# [EXERCISE GOAL]
Write out the full listing again. Make no alterations.

════

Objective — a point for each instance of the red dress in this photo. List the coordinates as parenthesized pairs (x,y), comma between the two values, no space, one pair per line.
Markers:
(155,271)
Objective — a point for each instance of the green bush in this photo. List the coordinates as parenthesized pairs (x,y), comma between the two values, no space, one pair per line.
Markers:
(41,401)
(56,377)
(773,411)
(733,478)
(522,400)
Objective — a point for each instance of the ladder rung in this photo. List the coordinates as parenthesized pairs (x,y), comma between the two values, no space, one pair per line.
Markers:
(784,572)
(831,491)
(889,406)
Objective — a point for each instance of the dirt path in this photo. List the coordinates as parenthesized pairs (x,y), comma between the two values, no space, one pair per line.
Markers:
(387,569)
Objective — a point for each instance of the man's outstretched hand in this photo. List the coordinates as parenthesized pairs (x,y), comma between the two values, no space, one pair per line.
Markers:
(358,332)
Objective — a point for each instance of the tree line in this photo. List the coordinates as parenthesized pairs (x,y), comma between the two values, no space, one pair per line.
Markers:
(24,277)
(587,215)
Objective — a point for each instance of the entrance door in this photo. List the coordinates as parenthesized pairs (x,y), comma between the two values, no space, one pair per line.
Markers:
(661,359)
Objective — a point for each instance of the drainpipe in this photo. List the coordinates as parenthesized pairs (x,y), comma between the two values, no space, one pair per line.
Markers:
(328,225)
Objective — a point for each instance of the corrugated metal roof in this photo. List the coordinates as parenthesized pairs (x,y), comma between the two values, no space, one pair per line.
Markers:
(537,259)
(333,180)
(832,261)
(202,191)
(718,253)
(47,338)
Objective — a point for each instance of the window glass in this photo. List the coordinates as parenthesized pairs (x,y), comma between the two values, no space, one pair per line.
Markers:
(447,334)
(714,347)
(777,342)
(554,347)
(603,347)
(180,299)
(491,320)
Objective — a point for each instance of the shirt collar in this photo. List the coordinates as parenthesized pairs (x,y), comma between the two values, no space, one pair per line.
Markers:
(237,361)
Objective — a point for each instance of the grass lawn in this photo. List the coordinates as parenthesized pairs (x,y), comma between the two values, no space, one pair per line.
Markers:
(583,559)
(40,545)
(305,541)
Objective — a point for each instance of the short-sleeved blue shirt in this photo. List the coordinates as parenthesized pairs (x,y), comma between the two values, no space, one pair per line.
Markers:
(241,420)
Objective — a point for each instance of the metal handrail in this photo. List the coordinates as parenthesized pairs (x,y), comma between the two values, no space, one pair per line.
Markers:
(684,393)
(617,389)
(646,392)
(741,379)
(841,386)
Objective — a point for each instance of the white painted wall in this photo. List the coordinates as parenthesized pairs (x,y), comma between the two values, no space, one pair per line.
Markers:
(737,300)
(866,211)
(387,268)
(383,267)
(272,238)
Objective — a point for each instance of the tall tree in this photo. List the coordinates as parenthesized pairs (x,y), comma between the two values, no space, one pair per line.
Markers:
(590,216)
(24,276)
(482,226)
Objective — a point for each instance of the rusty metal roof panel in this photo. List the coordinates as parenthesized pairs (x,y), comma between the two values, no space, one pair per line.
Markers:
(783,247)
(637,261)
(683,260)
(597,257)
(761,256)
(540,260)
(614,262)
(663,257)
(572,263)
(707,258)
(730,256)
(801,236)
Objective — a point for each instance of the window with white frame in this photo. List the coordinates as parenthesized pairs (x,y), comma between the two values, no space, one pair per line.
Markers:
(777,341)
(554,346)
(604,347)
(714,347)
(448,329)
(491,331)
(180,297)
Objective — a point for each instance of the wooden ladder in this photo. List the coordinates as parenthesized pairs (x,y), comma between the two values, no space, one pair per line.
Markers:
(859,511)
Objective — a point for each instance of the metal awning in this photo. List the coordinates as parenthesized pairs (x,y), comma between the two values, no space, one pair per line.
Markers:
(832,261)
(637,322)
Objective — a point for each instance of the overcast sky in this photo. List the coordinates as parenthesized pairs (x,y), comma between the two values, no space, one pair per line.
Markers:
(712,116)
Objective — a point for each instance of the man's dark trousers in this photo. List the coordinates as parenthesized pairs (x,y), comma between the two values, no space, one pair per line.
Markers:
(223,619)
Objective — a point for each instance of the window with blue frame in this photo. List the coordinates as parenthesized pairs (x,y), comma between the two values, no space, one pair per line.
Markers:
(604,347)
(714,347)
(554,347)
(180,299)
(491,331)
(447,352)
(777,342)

════

# [RESULT]
Objective — a point for each instance of the red dress in this photo. List the coordinates as parenthesized pairs (x,y), comma between the two values, no space, one pair per line.
Markers:
(155,271)
Objective — a point for each instance of the green bush in this photo. List the coordinates as parenthesized pairs (x,y), comma between the two values, no space, one pair per line.
Markers:
(41,401)
(56,377)
(773,411)
(733,478)
(522,400)
Objective — a point for each instance of the ladder rung in this photo. List the coordinates as parenthesized pairs (x,y), comma between the two values, no space, one pair per line.
Markers:
(784,572)
(831,491)
(889,406)
Objective — a point for each instance of the dirt path in this photo. List the coordinates as parenthesized pairs (x,y), comma between the two values, no space, one pair per line.
Markers:
(387,569)
Objective — a point for each instance of the man's outstretched hand in this photo. List the coordinates as parenthesized pairs (x,y), comma between the two values, no space, one pair per line.
Markers:
(358,332)
Objective — a point for each instance of the tree line in this photo. List the coordinates as parenthesized pairs (x,y), comma between the two values, no space, one pair per line.
Markers:
(24,277)
(587,215)
Objective — a point for each instance of the entrance door in this photo. List the coordinates as parenthesized pairs (x,y), comma between the two values, no space, one pair per line.
Markers:
(661,359)
Objective — a point for each instance of the drainpipe in this photo. List the coordinates as parenthesized pairs (x,y), comma between the two values, no space, one pair per line.
Markers:
(328,225)
Objective — a point for each instance of the corrugated metal roof in this photo. List the coordinates as parenthesized pairs (x,y), comma between the two values, no space, one pair per line.
Markers:
(537,259)
(333,180)
(832,261)
(202,191)
(718,253)
(47,338)
Objective — a point for each instance of the window glass in this photo. List the coordinates as parenthesized pairs (x,y), comma between the two values, no space, one pair per line.
Markers:
(447,334)
(714,347)
(777,342)
(554,347)
(603,347)
(180,299)
(491,320)
Objective — a point for each instance of the shirt collar in this photo. List the coordinates as parenthesized pairs (x,y), comma between the two values, no space, one pair per line.
Markers:
(237,361)
Objective — a point for each instance of the grass lawn in this photo. List the coordinates as parenthesized pairs (x,y), comma between the two values, no space, one pair per line.
Markers:
(583,559)
(40,545)
(305,541)
Objective — a point for each instance of the short-sleeved blue shirt in this photo. List the coordinates as parenthesized pairs (x,y), comma between the two values, no space, one pair per line.
Markers:
(241,420)
Objective — a point for each instance of the metal handrail in this photo. List the coordinates as parenthesized pairs (x,y), comma between the two values, no space, one pair per line.
Markers:
(684,393)
(617,389)
(646,392)
(741,379)
(841,386)
Objective — a point for each instance of the white painted wall in this photo. List the coordinates as parenthesized pairs (x,y), comma between the two values, no space, one pair per line.
Markers:
(737,300)
(866,211)
(387,268)
(383,267)
(272,238)
Objective — a point for each instance of the tall tree in this photo. List the coordinates as parenthesized pairs (x,y), comma between the two values, no space, one pair per line.
Markers:
(590,216)
(24,276)
(482,226)
Objective — a point for each instance of the rusty metal roof panel in this photo. List the coordinates as parenthesized pairs (x,y), comma between the two values, no space, one pair per line.
Markers:
(783,247)
(637,261)
(683,260)
(597,257)
(761,256)
(540,260)
(614,262)
(663,257)
(572,263)
(707,258)
(730,256)
(801,236)
Objective — a point for each instance of the window with white frame in this photo. List the coordinates as parenthesized pairs (x,y), comma between the two values, no space, one pair per line.
Markers:
(777,341)
(554,346)
(604,347)
(714,347)
(448,329)
(491,331)
(180,297)
Objective — a point for each instance of the wooden ladder in this photo. List the coordinates as parenthesized pairs (x,y), comma between the two values, no space, one pair per line.
Markers:
(859,511)
Objective — a point for each instance of the metal awning in this photo. List the coordinates as parenthesized pairs (x,y), comma between the two values, no space, one pair per line.
Markers:
(832,261)
(637,322)
Objective — a point for each instance of the overcast sky in this photo. List the coordinates as parenthesized pairs (x,y), comma between the two values, no space, one pair per line.
Markers:
(712,116)
Objective — a point for each instance of the man's dark trousers in this photo. List the coordinates as parenthesized pairs (x,y), comma between the two values, no space, one pair per line.
Markers:
(223,619)
Objective — a point for each instance of the window with blue frame in this photo. List the coordinates as parenthesized pairs (x,y), comma between the two values, no space, one pair per line.
Markers:
(604,347)
(714,347)
(554,347)
(180,299)
(491,331)
(447,352)
(777,342)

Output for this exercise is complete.